_Exercise description_
Count the lines in the items below that contain the word "this", and give only the number.

[Records]
━━━━━━━━━━━━━━━━━━━━━━━━━━━━━━

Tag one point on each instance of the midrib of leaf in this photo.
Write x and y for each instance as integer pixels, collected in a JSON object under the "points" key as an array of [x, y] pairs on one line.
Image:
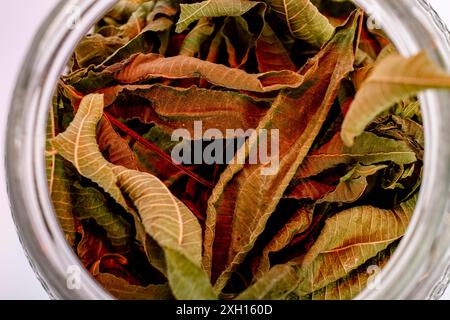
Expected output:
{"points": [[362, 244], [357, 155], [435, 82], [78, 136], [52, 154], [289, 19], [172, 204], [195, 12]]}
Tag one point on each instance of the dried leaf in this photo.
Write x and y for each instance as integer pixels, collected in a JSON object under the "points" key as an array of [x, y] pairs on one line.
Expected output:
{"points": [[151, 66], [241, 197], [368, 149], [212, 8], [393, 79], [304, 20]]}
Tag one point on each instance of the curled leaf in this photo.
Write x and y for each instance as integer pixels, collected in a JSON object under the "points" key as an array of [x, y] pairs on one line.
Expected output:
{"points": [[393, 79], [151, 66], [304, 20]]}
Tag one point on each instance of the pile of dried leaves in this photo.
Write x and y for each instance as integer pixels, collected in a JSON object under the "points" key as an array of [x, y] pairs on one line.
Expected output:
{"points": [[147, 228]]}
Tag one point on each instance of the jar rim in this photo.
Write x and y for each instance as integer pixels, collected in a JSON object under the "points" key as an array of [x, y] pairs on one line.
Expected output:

━━━━━━━━━━━━━━━━━━━━━━━━━━━━━━

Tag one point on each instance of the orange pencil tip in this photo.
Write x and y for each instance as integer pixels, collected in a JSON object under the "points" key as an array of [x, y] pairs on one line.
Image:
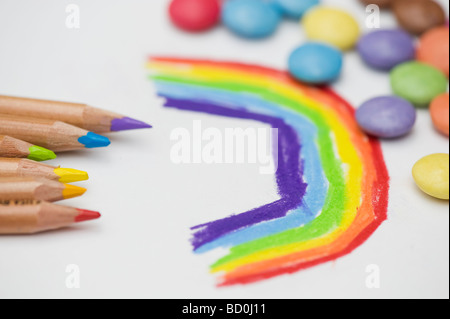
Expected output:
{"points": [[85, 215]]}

━━━━━━━━━━━━━━━━━━━━━━━━━━━━━━

_Response below_
6